- SET EXERCISE 1 -
Please quote the Walsh Jesuit High School passage below, between "Groundbreaking ceremonies for" and "was easily quashed.", inclusive.
- SET EXERCISE 2 -
According to the passage on Walsh Jesuit High School, how many freshmen did the school enroll when it opened its doors?

-- start of DOCUMENT EXTRACT --

Walsh Jesuit High School is a private, Catholic, co-educational college preparatory high school in the Jesuit tradition, located in Cuyahoga Falls, Ohio, approximately 30 mi south of Cleveland.

Walsh's campus covers 110 acre and is situated near the Cuyahoga Valley National Park. The campus features five outdoor athletic fields, a 5,000 meter cross country track, a 1,600 seat gymnasium, a field house, wrestling room, an all-sports complex (formerly known as Conway Memorial Stadium), and a residence for the Jesuit priests that staff the school.
The school's chapel, named in honor of its patron saints, the North American Jesuit Martyrs, is topped with the distinctive metallic cross which has become the school's most prominent symbol and landmark.

==History==

Walsh Jesuit High School was funded by a generous gift from Cornelius Walsh (b. 1864), a prominent industrialist and Catholic layman who had lived his entire life in Cuyahoga Falls. Upon his death in 1932, Cornelius bequeathed his entire fortune to his wife, Jane, who continued to donate generously to Catholic institutions and, with the assistance of her nephew, William A. Walsh, designed her will to include a large gift for the foundation of a Catholic high school. William, partial to the Jesuits, convinced his aunt to bequeath to the Society of Jesus her property and $100,000 for the building of an all-boys school that would be a memorial to her husband. William approached the Chicago Province of the Jesuits with the proposal, but the gift lay dormant for years until found during a transfer of files from the Chicago Province to the Detroit Province in 1959. William urged Fr. John McGrail, S.J., the head of the Jesuits' Detroit Province, to reconsider the proposal made in Jane's will. The school's campus was originally planned to be built in downtown Cuyahoga Falls near St. Joseph Parish School, but using the gift from Jane (which had grown to $2 million under William's stewardship, and to which the Cleveland Catholic Diocese added $1 million), 50 acres were purchased from the Conway family farm north of downtown, with an additional 50 acres purchased later.

Groundbreaking ceremonies for Walsh Jesuit took place in 1964, and the school opened its doors to 153 freshmen on September 7, 1965. The school was dedicated in May 1966, and the first class graduated in 1969. All students were required to wear neckties, a shirt with a collar, and hair not falling over the ears. A "tie strike" was organized in 1969, which was easily quashed.

Initially founded as an all-boys institution similar to other prominent Northeast Ohio Catholic high schools, Walsh Jesuit's leadership decided to go co-ed in 1991 amid excess capacity and financial challenges to the school's continued existence. The decision was initially met with resistance by many Walsh Jesuit alumni and students, culminating in a student walkout, which received extensive local media coverage, when the news of the decision was made public. Despite the protests, the first girls entered the school at the beginning of the 1993–1994 academic year, and currently constitute approximately half of the overall student population.

-- end of DOCUMENT EXTRACT --
-- start of MATERIAL PROVIDED --

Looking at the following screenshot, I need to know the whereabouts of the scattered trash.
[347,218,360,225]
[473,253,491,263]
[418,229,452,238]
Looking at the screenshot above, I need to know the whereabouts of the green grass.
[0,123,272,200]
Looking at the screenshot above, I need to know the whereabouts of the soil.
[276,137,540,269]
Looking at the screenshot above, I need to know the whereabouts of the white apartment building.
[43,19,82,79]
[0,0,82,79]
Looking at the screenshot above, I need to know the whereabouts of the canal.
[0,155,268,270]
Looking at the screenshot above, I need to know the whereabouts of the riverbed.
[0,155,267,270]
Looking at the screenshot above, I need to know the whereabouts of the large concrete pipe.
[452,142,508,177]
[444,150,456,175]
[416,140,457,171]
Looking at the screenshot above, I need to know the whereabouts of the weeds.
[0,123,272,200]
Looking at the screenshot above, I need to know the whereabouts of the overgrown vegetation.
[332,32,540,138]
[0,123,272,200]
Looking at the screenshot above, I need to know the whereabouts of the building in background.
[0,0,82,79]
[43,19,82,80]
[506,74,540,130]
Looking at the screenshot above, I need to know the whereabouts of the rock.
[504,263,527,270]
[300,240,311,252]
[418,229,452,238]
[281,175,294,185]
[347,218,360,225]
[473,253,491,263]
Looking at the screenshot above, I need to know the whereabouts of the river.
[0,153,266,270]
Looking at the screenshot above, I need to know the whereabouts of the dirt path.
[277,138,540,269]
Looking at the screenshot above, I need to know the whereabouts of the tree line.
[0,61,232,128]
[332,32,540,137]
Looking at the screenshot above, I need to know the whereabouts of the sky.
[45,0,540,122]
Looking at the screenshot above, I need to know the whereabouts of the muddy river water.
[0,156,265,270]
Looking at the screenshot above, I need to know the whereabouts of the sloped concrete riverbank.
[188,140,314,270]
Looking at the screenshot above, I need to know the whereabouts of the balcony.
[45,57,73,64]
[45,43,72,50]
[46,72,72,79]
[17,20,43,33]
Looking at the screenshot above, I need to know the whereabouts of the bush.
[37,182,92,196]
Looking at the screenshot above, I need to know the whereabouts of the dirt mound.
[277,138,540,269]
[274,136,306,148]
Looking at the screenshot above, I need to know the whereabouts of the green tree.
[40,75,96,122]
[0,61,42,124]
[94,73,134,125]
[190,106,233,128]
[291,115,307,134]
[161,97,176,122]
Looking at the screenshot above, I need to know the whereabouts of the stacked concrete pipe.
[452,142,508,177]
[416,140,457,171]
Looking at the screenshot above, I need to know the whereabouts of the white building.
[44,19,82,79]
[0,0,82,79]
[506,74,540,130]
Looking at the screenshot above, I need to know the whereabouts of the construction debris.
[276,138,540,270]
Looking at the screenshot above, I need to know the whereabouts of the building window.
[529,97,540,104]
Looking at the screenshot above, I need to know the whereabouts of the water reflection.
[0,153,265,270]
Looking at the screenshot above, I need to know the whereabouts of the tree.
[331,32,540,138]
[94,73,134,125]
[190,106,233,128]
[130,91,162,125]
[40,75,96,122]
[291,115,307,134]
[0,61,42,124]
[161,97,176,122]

-- end of MATERIAL PROVIDED --

- EXERCISE RESULT 1 -
Groundbreaking ceremonies for Walsh Jesuit took place in 1964, and the school opened its doors to 153 freshmen on September 7, 1965. The school was dedicated in May 1966, and the first class graduated in 1969. All students were required to wear neckties, a shirt with a collar, and hair not falling over the ears. A "tie strike" was organized in 1969, which was easily quashed.

- EXERCISE RESULT 2 -
153 freshmen